Problem to solve:
Search the entries for the word "trunk". Copy every line that holds it.

---

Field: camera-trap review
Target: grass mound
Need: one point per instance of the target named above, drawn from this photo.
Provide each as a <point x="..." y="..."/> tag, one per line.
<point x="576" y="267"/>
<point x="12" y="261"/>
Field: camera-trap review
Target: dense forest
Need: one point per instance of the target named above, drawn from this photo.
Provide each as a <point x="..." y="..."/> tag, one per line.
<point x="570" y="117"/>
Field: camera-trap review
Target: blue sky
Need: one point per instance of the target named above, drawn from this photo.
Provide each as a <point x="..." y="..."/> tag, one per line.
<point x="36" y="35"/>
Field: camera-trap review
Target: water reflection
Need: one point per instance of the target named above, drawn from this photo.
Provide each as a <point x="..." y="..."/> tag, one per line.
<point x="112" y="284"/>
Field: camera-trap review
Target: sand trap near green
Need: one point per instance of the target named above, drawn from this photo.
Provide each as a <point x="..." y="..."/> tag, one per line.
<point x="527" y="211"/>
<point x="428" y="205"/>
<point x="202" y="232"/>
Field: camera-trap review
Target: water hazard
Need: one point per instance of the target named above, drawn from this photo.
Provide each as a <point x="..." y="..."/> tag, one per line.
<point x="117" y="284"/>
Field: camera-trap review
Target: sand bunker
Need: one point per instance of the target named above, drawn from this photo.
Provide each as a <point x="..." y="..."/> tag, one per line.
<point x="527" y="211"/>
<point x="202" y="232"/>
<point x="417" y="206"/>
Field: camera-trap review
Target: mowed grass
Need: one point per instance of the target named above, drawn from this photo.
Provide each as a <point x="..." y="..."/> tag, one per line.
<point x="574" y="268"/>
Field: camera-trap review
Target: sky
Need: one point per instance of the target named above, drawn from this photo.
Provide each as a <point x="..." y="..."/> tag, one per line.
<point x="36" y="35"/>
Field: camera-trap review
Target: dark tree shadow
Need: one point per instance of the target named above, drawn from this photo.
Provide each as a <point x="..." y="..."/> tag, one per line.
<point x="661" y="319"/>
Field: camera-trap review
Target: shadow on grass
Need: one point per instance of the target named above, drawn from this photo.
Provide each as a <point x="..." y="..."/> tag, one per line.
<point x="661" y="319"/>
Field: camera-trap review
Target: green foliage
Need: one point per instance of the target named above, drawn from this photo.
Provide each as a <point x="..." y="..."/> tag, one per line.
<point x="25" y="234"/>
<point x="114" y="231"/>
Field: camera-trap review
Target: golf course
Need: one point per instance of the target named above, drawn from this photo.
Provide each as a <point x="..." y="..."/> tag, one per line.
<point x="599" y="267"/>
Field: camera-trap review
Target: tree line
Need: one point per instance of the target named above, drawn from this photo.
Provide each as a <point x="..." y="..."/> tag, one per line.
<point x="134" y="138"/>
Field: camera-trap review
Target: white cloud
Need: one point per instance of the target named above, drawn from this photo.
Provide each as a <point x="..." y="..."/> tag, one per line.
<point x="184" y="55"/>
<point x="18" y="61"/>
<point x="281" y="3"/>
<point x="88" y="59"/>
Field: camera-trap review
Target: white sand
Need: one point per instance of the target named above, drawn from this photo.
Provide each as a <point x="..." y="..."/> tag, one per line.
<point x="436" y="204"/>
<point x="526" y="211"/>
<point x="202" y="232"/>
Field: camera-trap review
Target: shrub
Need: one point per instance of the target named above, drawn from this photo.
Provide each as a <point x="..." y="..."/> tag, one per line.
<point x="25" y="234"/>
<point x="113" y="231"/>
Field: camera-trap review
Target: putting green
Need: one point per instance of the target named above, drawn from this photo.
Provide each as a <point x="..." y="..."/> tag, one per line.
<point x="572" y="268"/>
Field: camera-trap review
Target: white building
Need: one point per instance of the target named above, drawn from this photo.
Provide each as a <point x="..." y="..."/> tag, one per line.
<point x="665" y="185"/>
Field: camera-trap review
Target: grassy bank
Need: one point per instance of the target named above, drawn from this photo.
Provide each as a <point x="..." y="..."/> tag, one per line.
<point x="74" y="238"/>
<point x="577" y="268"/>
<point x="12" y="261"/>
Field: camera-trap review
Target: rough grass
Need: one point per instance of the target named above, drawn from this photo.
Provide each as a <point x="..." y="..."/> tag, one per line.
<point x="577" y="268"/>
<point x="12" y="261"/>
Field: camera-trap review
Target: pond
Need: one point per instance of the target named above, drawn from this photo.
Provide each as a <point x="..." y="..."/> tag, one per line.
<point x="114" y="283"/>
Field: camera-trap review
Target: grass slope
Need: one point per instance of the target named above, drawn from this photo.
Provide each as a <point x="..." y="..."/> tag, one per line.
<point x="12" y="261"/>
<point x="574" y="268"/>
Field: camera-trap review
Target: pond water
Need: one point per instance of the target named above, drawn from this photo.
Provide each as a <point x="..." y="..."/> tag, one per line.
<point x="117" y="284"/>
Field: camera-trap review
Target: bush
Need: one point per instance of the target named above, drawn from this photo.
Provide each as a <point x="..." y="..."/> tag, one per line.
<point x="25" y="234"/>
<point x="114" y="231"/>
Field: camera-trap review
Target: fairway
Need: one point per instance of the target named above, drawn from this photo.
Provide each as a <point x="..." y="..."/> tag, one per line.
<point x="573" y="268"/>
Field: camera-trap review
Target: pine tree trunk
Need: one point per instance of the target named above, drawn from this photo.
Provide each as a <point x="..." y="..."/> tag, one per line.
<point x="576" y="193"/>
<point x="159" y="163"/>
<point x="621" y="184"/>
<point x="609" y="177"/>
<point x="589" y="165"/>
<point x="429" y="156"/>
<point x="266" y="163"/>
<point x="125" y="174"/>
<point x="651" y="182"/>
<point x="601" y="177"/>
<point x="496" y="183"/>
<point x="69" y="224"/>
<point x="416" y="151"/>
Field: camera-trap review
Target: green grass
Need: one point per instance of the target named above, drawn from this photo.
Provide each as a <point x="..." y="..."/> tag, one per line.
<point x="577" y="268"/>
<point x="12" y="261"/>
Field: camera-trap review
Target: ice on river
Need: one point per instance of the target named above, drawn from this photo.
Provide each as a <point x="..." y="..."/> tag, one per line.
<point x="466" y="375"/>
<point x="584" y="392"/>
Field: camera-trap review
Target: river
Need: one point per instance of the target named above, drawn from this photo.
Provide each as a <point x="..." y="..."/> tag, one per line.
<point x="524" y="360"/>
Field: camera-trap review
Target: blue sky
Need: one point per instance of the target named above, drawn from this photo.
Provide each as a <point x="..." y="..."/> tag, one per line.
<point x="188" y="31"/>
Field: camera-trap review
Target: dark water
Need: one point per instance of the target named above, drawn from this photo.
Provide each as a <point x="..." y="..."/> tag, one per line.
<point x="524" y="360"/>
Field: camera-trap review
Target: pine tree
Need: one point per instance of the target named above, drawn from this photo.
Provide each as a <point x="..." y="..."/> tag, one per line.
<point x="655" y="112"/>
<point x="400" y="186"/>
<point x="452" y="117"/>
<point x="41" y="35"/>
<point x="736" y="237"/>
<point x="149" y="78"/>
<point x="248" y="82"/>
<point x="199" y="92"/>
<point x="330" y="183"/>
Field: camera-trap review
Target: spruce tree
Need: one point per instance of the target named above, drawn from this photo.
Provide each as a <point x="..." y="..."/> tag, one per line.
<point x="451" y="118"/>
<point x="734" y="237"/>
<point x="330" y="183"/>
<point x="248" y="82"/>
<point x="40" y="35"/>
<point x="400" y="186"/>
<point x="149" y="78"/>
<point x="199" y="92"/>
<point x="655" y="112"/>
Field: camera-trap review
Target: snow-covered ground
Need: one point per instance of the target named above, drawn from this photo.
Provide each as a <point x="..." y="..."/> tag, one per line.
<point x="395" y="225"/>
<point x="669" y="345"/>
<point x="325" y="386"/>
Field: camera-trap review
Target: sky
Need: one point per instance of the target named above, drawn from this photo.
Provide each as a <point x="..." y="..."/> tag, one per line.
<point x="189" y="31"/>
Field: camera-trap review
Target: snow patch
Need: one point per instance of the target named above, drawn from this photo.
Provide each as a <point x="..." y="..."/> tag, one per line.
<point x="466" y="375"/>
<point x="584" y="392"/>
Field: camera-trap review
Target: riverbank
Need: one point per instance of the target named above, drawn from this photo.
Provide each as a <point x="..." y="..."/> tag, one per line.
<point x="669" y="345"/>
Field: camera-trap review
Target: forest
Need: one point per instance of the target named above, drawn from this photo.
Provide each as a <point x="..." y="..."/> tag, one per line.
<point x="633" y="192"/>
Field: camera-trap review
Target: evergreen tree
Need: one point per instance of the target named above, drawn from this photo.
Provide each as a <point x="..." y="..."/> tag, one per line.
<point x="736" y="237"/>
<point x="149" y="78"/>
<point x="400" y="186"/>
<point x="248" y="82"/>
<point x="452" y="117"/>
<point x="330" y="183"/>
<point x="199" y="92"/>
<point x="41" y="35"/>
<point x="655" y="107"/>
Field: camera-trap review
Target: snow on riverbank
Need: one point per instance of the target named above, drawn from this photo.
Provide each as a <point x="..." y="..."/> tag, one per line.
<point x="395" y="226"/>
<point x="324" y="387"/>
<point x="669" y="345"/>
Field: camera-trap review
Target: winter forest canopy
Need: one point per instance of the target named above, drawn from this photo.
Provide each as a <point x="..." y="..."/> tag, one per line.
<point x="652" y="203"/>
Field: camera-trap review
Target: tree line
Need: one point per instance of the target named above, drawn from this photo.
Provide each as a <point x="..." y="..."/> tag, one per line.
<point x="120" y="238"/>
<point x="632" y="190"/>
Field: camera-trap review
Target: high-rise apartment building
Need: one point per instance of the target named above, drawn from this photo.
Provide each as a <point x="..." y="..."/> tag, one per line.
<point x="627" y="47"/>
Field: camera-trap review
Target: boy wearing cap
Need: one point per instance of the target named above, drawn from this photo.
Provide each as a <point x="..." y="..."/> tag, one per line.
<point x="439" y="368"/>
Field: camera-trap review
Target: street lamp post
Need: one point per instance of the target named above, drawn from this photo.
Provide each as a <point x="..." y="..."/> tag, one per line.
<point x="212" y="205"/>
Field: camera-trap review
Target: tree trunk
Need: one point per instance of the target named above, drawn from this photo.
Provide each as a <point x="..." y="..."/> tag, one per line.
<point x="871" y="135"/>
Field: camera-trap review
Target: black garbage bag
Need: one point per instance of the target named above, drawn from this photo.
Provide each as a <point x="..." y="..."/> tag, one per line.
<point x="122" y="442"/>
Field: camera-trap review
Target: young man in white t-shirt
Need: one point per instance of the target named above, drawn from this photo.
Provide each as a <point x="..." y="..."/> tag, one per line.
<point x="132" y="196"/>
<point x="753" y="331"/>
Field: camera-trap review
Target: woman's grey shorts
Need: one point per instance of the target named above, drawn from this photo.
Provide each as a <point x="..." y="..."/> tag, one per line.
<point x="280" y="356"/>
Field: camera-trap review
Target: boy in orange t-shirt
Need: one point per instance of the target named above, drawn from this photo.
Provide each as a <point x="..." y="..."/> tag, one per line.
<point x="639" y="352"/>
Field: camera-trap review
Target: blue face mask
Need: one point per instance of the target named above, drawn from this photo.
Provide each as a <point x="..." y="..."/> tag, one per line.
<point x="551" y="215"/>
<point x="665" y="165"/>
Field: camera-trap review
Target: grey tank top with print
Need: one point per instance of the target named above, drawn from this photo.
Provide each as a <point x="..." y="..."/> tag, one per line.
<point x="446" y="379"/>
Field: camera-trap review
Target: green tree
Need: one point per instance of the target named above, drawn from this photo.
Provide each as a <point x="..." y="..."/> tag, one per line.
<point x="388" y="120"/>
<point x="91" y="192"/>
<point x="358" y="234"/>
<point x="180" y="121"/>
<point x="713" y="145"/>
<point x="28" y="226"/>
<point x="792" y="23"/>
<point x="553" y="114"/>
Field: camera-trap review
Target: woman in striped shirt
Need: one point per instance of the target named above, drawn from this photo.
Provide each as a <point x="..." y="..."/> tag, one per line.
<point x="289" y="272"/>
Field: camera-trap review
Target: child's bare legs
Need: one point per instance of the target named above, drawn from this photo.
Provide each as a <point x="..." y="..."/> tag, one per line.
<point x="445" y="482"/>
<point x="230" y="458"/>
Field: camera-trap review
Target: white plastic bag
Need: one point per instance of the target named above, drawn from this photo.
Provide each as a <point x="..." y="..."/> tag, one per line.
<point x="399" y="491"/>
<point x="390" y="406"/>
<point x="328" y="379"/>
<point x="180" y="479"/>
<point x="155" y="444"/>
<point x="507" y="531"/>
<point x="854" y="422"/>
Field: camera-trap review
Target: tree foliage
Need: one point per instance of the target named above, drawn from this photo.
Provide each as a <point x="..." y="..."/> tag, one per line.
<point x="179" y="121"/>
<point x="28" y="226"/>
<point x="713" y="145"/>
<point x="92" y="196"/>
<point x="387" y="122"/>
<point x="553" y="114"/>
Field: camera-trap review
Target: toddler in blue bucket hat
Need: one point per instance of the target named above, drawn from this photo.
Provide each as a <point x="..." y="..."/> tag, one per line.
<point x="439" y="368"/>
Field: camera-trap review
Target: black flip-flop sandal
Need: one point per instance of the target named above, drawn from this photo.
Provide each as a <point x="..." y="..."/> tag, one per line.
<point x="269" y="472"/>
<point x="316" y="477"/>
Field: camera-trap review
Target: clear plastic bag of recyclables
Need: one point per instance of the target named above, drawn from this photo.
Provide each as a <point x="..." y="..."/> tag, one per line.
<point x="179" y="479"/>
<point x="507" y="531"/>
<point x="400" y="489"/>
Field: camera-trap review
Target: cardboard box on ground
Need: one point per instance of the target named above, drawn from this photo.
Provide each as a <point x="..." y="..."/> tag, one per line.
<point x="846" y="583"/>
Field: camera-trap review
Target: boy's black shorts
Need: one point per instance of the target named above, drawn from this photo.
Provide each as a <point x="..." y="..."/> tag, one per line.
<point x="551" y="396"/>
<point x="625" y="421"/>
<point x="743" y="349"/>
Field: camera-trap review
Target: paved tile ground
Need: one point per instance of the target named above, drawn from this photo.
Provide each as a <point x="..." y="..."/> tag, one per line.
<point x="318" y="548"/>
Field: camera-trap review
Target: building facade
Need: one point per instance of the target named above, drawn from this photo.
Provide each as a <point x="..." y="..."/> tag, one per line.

---

Written response:
Target: pine tree trunk
Target: tree trunk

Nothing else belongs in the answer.